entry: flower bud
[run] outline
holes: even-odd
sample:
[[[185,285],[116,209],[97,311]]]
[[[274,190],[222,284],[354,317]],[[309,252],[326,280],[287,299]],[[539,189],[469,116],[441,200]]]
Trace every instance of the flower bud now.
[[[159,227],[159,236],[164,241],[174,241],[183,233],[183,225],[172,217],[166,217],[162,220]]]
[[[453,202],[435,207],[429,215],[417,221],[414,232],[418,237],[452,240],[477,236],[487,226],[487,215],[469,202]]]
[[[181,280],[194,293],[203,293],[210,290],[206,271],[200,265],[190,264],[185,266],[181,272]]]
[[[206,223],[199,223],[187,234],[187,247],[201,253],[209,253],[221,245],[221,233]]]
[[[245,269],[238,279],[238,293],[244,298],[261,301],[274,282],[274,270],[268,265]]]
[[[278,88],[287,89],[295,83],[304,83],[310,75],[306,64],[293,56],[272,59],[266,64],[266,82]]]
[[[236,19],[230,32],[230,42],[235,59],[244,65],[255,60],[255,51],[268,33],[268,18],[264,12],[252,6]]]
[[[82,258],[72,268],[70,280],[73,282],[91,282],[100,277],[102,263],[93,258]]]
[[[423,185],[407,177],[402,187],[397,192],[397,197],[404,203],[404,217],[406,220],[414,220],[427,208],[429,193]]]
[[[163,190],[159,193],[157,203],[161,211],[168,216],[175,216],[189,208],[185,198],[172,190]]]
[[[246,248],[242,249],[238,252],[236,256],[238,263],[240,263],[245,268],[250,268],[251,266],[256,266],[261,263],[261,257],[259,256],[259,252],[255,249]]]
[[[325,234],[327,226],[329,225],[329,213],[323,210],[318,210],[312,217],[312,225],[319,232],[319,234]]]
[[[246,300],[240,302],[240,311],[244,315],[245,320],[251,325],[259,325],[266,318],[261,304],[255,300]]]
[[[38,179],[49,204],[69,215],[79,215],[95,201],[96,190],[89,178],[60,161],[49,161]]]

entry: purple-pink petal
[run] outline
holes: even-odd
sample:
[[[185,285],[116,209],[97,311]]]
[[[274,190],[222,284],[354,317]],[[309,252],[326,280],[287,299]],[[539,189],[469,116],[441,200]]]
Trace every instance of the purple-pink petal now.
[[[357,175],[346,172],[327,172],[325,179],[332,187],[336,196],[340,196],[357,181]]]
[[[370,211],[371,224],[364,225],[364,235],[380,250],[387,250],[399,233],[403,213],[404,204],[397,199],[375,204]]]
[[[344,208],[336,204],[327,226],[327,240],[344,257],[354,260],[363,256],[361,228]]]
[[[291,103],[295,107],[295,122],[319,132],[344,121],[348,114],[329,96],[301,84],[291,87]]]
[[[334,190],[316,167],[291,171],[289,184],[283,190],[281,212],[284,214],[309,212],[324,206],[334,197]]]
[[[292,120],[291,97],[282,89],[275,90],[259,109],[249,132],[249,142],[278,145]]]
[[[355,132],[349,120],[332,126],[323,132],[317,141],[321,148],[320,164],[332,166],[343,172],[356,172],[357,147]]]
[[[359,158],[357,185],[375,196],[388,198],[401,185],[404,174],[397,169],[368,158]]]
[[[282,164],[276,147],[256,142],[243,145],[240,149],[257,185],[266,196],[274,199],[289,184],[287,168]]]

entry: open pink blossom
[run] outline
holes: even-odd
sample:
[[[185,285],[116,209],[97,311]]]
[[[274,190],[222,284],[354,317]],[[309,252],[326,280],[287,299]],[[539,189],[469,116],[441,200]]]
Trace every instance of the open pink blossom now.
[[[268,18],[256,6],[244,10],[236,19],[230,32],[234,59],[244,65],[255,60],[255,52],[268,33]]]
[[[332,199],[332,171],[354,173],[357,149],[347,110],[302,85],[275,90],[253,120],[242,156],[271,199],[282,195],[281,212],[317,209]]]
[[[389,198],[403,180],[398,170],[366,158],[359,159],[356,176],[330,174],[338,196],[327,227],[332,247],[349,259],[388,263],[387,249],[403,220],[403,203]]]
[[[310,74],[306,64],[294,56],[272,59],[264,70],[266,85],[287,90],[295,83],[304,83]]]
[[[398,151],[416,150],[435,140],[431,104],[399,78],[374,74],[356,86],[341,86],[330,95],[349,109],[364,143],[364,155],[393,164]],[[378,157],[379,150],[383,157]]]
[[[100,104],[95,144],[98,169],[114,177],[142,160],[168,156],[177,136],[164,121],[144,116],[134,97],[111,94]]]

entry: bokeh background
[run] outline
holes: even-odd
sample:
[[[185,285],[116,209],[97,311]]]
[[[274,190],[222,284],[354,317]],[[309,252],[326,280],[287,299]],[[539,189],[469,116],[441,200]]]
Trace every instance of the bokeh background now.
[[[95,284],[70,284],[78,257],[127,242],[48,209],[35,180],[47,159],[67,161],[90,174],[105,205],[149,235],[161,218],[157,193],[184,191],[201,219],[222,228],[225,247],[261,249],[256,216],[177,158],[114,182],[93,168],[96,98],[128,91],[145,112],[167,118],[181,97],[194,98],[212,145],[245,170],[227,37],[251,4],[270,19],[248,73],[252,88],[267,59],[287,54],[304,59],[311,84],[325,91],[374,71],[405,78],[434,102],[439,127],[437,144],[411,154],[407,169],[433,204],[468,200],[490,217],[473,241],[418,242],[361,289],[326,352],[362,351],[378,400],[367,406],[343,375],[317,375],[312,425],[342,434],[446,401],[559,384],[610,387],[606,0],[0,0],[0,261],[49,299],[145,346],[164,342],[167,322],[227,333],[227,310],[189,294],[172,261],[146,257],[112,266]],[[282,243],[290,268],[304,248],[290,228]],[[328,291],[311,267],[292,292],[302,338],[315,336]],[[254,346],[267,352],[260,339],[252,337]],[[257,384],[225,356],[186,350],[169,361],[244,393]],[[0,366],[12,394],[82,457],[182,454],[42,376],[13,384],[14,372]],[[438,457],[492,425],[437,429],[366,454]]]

········

_WHAT IS EXPECTED:_
All records shown above are to be given again verbatim.

_SOLUTION:_
entry: flower bud
[run] outline
holes: even-odd
sample:
[[[185,285],[116,209],[97,311]]]
[[[274,190],[222,284],[354,317]],[[309,252],[326,280],[287,299]],[[539,189],[469,116],[441,200]]]
Trace every instance of the flower bud now.
[[[159,227],[159,236],[164,241],[174,241],[183,233],[183,225],[172,217],[166,217],[162,220]]]
[[[453,202],[435,207],[429,215],[417,221],[414,232],[418,237],[452,240],[477,236],[487,226],[487,215],[469,202]]]
[[[181,280],[194,293],[203,293],[210,290],[206,271],[200,265],[190,264],[185,266],[181,272]]]
[[[206,223],[199,223],[187,234],[187,247],[201,253],[209,253],[221,245],[221,233]]]
[[[245,269],[238,279],[238,293],[244,298],[261,301],[274,282],[274,270],[268,265]]]
[[[278,88],[287,89],[295,83],[304,83],[310,75],[306,64],[293,56],[272,59],[266,64],[266,82]]]
[[[236,19],[230,32],[230,42],[235,59],[244,65],[255,60],[255,51],[268,33],[268,18],[264,12],[252,6]]]
[[[82,258],[72,268],[70,280],[73,282],[91,282],[100,277],[102,263],[93,258]]]
[[[423,185],[407,177],[402,187],[397,192],[397,197],[404,203],[404,217],[406,220],[414,220],[427,208],[429,193]]]
[[[163,190],[159,193],[157,203],[161,211],[168,216],[175,216],[189,208],[185,198],[172,190]]]
[[[246,248],[242,249],[238,252],[236,256],[238,263],[240,263],[245,268],[250,268],[251,266],[256,266],[261,263],[261,257],[259,256],[259,252],[255,249]]]
[[[325,234],[327,226],[329,225],[329,213],[323,210],[318,210],[312,217],[312,225],[319,232],[319,234]]]
[[[246,300],[240,302],[240,311],[244,315],[245,320],[251,325],[259,325],[266,318],[261,304],[255,300]]]
[[[38,179],[49,204],[69,215],[79,215],[95,201],[96,190],[89,178],[60,161],[49,161]]]

entry: purple-pink petal
[run] outline
holes: even-odd
sample:
[[[185,285],[116,209],[97,311]]]
[[[274,190],[222,284],[354,317]],[[309,252],[326,280],[287,299]],[[539,189],[469,116],[441,200]]]
Trace every instance of the purple-pink petal now.
[[[357,175],[346,172],[327,172],[325,179],[332,187],[336,196],[340,196],[357,181]]]
[[[370,211],[371,224],[364,225],[364,235],[380,250],[387,250],[399,233],[403,213],[404,204],[397,199],[375,204]]]
[[[344,208],[336,204],[327,226],[327,240],[344,257],[354,260],[363,256],[361,228]]]
[[[291,103],[295,107],[295,122],[319,132],[344,121],[348,114],[329,96],[301,84],[291,87]]]
[[[334,190],[316,167],[291,171],[289,184],[283,190],[281,212],[284,214],[309,212],[324,206],[334,197]]]
[[[292,120],[291,97],[282,89],[275,90],[259,109],[249,132],[249,142],[278,145]]]
[[[355,132],[349,120],[332,126],[323,132],[317,141],[321,148],[320,164],[332,166],[343,172],[356,172],[357,147]]]
[[[359,158],[357,185],[375,196],[388,198],[401,185],[404,174],[397,169],[368,158]]]
[[[282,164],[276,147],[256,142],[243,145],[240,149],[257,185],[266,196],[274,199],[289,184],[287,168]]]

entry: open pink blossom
[run] outline
holes: even-odd
sample:
[[[185,285],[116,209],[97,311]]]
[[[274,190],[222,284],[354,317]],[[309,252],[326,280],[287,299]],[[539,189],[469,116],[441,200]]]
Trace every instance of the open pink blossom now.
[[[268,18],[256,6],[244,10],[236,19],[230,32],[234,59],[244,65],[255,60],[255,52],[268,33]]]
[[[332,199],[332,171],[354,173],[357,149],[347,110],[302,85],[275,90],[253,120],[242,156],[271,199],[282,195],[281,212],[317,209]]]
[[[389,198],[403,180],[398,170],[366,158],[359,159],[356,176],[330,174],[338,196],[327,227],[332,247],[349,259],[388,263],[387,249],[403,220],[403,203]]]
[[[310,74],[306,64],[294,56],[272,59],[264,70],[266,85],[287,90],[295,83],[304,83]]]
[[[398,151],[416,150],[435,140],[431,104],[399,78],[374,74],[356,86],[341,86],[330,95],[349,109],[364,143],[364,155],[393,164]],[[378,157],[379,150],[383,157]]]
[[[100,104],[95,144],[98,169],[114,177],[142,160],[168,156],[177,136],[164,121],[144,116],[134,97],[111,94]]]

entry: bokeh background
[run] outline
holes: even-odd
sample:
[[[185,285],[116,209],[97,311]]]
[[[274,190],[222,284],[354,317]],[[309,252],[326,280],[287,299]],[[539,189],[469,116],[441,200]]]
Trace every instance of the bokeh background now.
[[[95,284],[70,284],[78,257],[127,242],[48,209],[35,180],[47,159],[67,161],[90,174],[105,205],[149,235],[161,218],[157,193],[184,191],[201,219],[222,228],[225,247],[261,249],[256,216],[177,158],[114,182],[93,168],[96,98],[128,91],[145,112],[167,118],[181,97],[194,98],[212,145],[245,170],[227,37],[251,4],[270,19],[248,73],[252,88],[267,59],[287,54],[304,59],[311,84],[325,91],[374,71],[405,78],[434,102],[439,127],[437,144],[411,154],[407,169],[433,204],[468,200],[490,217],[473,241],[418,242],[361,289],[326,352],[362,351],[378,400],[367,406],[343,375],[317,375],[312,425],[342,434],[446,401],[559,384],[610,387],[606,0],[0,0],[0,261],[49,299],[145,346],[164,342],[167,322],[227,333],[227,310],[189,294],[172,261],[146,257],[112,266]],[[282,243],[290,268],[304,248],[290,228]],[[328,291],[311,267],[292,292],[302,338],[315,336]],[[254,346],[267,352],[260,339],[252,337]],[[257,384],[225,356],[186,350],[169,361],[244,393]],[[0,366],[12,394],[82,457],[182,454],[42,376],[13,384],[14,372]],[[438,457],[492,425],[437,429],[366,454]]]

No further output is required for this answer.